━━━━━ Source records
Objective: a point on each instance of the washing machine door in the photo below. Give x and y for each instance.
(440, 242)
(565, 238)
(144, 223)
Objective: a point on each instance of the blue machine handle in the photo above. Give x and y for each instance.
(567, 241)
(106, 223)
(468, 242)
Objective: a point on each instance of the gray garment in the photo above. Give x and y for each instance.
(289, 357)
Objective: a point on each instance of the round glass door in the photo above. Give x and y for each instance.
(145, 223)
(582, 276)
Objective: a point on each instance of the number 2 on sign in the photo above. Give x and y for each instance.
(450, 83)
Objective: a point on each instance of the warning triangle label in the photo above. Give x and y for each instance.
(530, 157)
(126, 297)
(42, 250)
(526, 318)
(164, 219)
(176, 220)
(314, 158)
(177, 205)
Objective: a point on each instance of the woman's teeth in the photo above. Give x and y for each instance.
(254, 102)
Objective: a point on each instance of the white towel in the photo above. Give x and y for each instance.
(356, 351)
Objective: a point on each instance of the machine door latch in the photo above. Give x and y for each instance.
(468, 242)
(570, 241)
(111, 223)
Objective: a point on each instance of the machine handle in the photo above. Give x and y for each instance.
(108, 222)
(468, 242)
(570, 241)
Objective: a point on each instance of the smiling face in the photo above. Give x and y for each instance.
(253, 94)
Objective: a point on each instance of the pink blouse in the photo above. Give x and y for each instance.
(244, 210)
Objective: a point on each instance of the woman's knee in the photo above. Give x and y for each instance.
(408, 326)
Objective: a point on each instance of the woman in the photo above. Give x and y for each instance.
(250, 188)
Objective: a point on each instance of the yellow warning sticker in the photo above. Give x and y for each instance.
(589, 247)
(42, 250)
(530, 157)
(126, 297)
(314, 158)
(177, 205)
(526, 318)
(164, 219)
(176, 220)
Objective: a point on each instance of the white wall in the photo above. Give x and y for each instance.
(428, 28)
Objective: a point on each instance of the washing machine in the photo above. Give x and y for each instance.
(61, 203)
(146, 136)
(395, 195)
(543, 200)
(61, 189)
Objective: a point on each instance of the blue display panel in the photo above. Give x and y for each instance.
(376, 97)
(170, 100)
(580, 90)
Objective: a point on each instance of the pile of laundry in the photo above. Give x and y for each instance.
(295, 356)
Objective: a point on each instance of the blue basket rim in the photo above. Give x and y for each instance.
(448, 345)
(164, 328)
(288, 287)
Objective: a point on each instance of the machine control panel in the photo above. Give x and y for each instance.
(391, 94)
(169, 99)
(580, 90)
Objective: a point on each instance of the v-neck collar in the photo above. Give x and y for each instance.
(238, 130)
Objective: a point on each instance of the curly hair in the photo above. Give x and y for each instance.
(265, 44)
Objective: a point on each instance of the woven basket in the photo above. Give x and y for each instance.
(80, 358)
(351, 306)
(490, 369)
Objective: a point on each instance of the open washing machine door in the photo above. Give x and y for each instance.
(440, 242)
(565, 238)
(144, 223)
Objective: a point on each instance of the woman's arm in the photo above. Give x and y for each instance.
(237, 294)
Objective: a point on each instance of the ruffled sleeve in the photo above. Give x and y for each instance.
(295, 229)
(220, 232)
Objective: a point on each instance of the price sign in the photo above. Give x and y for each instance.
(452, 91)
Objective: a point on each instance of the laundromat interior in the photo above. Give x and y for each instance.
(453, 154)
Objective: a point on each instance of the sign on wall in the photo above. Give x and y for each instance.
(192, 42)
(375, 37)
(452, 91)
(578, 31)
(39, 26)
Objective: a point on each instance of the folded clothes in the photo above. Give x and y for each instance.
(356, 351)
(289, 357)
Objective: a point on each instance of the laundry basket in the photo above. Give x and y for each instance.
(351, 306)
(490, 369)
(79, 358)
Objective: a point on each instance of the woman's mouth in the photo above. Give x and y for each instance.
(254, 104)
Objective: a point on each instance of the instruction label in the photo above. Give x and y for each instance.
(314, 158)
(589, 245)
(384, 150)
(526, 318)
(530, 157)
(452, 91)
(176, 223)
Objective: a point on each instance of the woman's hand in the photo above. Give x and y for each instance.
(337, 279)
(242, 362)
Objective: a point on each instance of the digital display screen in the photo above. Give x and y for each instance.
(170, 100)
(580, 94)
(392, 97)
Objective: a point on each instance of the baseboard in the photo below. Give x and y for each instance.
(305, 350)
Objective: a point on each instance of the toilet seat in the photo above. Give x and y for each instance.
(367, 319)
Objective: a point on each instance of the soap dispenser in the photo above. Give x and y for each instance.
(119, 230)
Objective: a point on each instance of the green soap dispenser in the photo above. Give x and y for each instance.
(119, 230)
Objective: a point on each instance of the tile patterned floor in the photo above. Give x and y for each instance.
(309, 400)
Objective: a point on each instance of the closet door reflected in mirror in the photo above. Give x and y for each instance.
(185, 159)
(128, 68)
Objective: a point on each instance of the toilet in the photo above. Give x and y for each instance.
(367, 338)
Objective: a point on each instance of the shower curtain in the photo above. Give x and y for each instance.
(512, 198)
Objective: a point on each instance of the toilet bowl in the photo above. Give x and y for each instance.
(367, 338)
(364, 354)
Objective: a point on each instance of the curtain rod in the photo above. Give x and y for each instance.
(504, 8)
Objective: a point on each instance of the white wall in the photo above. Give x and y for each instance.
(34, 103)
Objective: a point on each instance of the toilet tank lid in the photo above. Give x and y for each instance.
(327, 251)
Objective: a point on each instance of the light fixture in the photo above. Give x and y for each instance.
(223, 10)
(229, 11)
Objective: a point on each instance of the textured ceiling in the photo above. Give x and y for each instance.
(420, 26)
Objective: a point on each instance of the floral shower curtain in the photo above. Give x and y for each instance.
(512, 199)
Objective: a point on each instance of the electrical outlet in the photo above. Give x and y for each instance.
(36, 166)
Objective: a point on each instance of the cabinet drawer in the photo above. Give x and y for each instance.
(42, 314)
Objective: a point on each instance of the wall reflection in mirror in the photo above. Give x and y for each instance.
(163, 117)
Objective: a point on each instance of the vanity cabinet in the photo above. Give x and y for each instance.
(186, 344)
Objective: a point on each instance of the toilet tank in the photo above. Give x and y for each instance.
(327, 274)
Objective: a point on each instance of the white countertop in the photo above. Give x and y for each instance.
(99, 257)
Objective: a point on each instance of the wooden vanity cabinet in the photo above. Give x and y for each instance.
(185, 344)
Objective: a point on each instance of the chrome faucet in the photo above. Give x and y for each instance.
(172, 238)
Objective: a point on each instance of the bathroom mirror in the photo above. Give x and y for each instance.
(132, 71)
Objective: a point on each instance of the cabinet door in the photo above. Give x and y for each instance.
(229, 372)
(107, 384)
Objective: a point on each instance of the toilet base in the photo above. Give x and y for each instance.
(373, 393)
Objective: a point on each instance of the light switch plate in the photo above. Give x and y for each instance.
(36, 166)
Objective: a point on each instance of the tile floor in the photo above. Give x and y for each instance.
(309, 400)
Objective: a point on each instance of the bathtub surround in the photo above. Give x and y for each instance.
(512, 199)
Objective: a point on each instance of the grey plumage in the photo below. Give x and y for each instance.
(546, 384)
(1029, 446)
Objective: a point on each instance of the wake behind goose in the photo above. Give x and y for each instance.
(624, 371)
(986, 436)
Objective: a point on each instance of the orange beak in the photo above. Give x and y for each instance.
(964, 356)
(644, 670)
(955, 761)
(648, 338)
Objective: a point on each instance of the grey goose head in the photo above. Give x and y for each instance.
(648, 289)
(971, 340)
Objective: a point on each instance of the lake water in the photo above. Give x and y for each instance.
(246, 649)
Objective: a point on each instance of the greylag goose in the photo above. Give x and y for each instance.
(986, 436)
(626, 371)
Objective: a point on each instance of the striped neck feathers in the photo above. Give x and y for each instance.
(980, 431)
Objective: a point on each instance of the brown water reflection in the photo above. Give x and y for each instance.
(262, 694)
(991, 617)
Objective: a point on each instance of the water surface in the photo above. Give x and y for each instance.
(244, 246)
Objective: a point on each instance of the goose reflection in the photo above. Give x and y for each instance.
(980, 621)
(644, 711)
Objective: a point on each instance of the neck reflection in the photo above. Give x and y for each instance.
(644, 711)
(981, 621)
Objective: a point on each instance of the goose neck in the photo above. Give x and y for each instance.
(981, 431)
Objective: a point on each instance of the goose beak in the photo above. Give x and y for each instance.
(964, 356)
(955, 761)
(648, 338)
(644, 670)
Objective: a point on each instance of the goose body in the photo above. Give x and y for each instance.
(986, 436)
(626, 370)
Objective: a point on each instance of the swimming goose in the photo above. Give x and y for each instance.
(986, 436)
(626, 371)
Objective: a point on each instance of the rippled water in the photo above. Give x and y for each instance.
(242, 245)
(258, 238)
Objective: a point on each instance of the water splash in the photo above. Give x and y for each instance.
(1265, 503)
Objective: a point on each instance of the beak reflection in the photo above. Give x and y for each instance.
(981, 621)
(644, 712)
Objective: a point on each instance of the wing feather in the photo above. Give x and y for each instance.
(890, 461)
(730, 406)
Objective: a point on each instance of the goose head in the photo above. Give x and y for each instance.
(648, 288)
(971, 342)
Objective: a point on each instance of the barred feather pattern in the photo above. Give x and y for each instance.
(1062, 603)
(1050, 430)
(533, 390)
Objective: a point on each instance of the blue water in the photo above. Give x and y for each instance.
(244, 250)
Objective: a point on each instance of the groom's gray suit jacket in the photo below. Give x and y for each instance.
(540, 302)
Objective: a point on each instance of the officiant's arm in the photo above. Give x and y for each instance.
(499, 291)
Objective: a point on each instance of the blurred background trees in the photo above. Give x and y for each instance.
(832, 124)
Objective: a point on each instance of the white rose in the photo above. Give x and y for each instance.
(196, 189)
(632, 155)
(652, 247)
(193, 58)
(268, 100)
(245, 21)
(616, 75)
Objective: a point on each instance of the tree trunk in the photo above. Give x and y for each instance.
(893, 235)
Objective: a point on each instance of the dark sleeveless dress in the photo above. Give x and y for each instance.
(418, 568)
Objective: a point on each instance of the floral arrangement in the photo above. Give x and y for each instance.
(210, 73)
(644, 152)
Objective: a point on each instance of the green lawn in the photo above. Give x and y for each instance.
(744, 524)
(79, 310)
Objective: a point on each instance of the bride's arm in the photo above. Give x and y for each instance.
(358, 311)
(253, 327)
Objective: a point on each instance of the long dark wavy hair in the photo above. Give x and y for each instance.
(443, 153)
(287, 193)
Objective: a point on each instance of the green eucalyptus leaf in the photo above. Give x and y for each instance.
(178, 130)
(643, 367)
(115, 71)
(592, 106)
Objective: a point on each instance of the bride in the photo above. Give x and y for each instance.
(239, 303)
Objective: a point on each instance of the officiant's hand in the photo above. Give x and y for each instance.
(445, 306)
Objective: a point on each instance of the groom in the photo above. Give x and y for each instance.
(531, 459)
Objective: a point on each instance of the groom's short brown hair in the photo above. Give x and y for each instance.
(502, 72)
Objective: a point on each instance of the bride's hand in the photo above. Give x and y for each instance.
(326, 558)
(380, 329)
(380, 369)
━━━━━━━━━━
▸ **Set exercise**: From the line holding "Objective: a point on each instance of the green eucalyptus" through the last line above, reproduce each line exactly and add nothing.

▸ **Expected answer**:
Objective: a point on each instance of the green eucalyptus leaf in the photo above. Give x and y for each instance.
(178, 130)
(643, 367)
(115, 71)
(592, 106)
Objective: a point on each instance of the bride in the photo above. Give x and y for each instance.
(239, 303)
Objective: a point on each instance of the officiant's hand in the photo above. Give x and y for each instance.
(445, 306)
Objective: a point on each instance of the groom in the photo above. Give x and y for each instance.
(531, 459)
Objective: a point on each instance of the groom's short brown hair in the photo above. Give x and y for each instance.
(502, 72)
Objective: a point on each instance of the bride's hand in the photo above. Give x and y for each instance.
(326, 558)
(380, 329)
(380, 369)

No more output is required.